Reproduce the entries that follow exactly, dropping each image.

----

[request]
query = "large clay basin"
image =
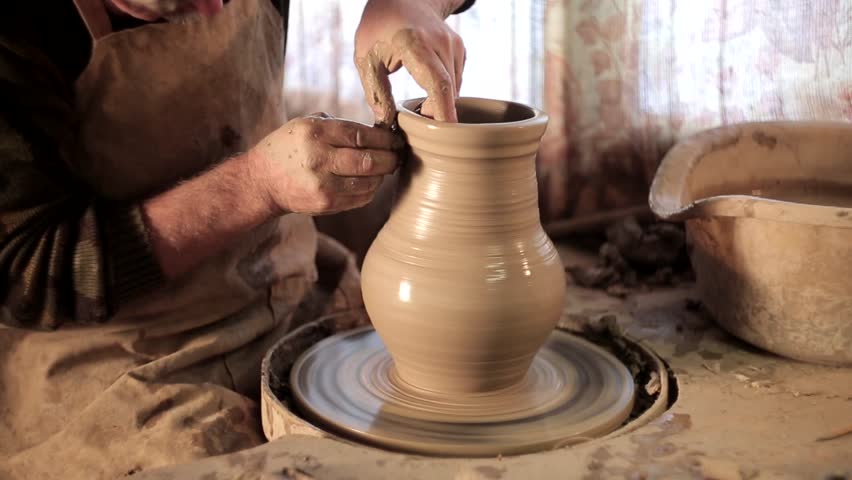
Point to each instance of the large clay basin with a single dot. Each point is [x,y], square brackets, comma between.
[768,212]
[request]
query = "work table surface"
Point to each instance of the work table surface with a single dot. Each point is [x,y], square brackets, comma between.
[740,413]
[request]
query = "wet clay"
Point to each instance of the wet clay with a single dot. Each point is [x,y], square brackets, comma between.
[573,392]
[464,288]
[405,48]
[462,283]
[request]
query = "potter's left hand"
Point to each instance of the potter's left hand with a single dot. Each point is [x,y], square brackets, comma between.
[413,34]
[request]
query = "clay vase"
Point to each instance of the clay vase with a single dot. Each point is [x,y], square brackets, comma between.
[462,284]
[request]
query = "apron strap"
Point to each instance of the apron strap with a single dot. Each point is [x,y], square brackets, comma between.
[95,17]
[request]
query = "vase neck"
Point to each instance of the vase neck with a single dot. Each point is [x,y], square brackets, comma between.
[468,196]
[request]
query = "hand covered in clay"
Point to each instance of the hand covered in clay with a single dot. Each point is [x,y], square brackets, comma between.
[413,34]
[320,165]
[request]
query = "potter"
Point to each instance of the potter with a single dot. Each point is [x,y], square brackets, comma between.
[477,286]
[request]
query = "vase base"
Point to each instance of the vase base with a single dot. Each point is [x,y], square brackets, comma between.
[573,391]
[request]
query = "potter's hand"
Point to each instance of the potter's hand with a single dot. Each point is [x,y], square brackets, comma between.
[320,165]
[410,33]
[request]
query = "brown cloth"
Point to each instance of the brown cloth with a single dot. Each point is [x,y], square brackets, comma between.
[174,375]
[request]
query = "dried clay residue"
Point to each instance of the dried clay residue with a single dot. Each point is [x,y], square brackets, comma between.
[636,257]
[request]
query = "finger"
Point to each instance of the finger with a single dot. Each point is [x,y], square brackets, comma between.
[346,133]
[351,162]
[459,57]
[377,88]
[349,186]
[446,56]
[429,72]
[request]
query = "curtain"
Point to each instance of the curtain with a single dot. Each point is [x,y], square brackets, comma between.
[625,79]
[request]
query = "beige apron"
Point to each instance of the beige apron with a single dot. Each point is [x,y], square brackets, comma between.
[175,376]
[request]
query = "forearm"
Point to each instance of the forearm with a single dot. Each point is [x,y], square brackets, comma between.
[198,218]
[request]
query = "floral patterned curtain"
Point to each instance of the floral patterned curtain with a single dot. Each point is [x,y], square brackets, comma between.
[624,79]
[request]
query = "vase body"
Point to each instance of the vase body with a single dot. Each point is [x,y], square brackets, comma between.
[462,283]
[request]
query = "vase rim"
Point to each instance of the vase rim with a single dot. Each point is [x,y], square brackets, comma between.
[507,114]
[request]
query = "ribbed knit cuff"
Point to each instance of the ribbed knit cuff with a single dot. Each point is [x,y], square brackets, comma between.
[130,261]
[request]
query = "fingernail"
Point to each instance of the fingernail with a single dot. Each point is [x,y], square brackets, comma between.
[398,142]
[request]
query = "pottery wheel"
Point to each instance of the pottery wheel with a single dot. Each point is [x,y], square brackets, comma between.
[573,391]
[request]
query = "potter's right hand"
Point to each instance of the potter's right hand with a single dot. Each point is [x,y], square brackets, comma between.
[319,165]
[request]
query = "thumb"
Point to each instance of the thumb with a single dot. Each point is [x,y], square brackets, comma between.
[376,83]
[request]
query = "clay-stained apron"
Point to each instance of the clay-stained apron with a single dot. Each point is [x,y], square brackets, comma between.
[174,376]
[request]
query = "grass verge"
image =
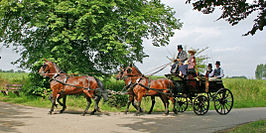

----

#### [Result for this exercise]
[request]
query = "large clay basin"
image =
Point to each instance of the large clay basin with a single dot. Each point is [x,y], square brackets, comma between.
[768,212]
[request]
query = "work table surface"
Point to each instance of the work table surface with a single dot. Each point is [x,y], square brackets, comma between.
[740,413]
[request]
query = "wet clay"
Point to each instance of the wet clay with a single dot. Each point is [x,y], square brackets, comma between.
[573,392]
[464,288]
[405,48]
[462,283]
[request]
query = "potter's left hand"
Point to each instance of the potter's left hand with a single dot. Each point is [x,y], square brackets, comma between.
[413,34]
[request]
query = "clay vase"
Point to each instance of the clay vase with a single dot. Each point is [x,y], square brackets, comma between.
[462,284]
[request]
query = "apron strap"
Point to each instance of the apron strap with a single dot. Each point is [x,y], square brackets, comma between.
[95,17]
[request]
query = "vase neck"
Point to each instance of the vase neck with a single dot. Each point is [x,y], square brackets, comma between.
[468,196]
[request]
query = "hand covered in clay"
Point to each instance of the hand covered in clay with a single dot. Each point is [x,y], square brackets, comma between.
[413,34]
[320,165]
[request]
query = "potter"
Point to each instance of the potter with a single dot. Each point is [x,y], square brackets, comma between.
[477,286]
[request]
query = "vase base"
Point to each instance of the vase base with a single dot. Each point is [x,y], square brackets, comma between.
[573,391]
[request]
query = "potter's hand"
Point to each instance of the potter's hand with a single dot. Each point is [x,y], square brackets, comma between.
[320,165]
[410,33]
[request]
query = "brown cloth"
Point to each instance of the brown cloth with a single dot. Each point is [x,y], square brackets, comma between.
[174,375]
[request]
query = "dried clay residue"
Point to each instance of the dried clay residue with a single dot. Each point is [x,y], square brackets, comma between.
[636,257]
[request]
query = "finger"
Point to each instance of the finger with a single dot. Each point is [x,y], square brackets, comma between.
[346,133]
[351,162]
[459,57]
[377,88]
[349,186]
[446,56]
[429,72]
[request]
query = "curtain"
Point to each instance of the curtain with a single dot. Each point is [x,y], square brackets, comma between.
[625,79]
[request]
query = "beige apron"
Point to each instance of the beige apron with a single dot. Each point is [x,y], square brackets, comma between.
[175,376]
[request]
query = "forearm"
Point to each instance of the forearm with a single dot. Each point is [x,y], square brackets, comma between.
[198,218]
[request]
query = "floral patterned curtain"
Point to each instance of the floral patterned curtain with a single dot. Each point is [x,y], square brackets, comma between.
[624,79]
[request]
query = "vase body"
Point to each instance of the vase body with a single dot. Each point is [x,y], square brackets, comma between.
[462,283]
[request]
query = "vase rim"
Point to each instance of the vase rim with a single dot. Each point is [x,y], square brackets, comma between.
[507,114]
[request]
query = "ribbed knit cuff"
Point to each instance of the ribbed knit cuff with a single dot. Each point is [x,y], square brackets, comma between.
[130,261]
[request]
query = "fingernail"
Point to each instance of the fingernail with a single dot. Each point is [x,y], square brackets, comma between.
[398,142]
[request]
query = "pottery wheel"
Point to each instance of the pottery wheel with a single dot. Each point is [x,y], square brackets, comma between.
[573,391]
[request]
query = "potter's right hand"
Point to each instance of the potter's right hand with a single dot. Each point is [x,y], square brackets, comma between.
[319,165]
[request]
query = "thumb"
Point to each instance of the thumb with a single dot. Each point is [x,y], square brackets, comma between.
[376,83]
[request]
query = "clay-stained apron"
Point to each instance of the clay-stained apron with a single dot. Each point is [x,y], square brackets, comma between.
[174,376]
[request]
query = "grass verge"
image =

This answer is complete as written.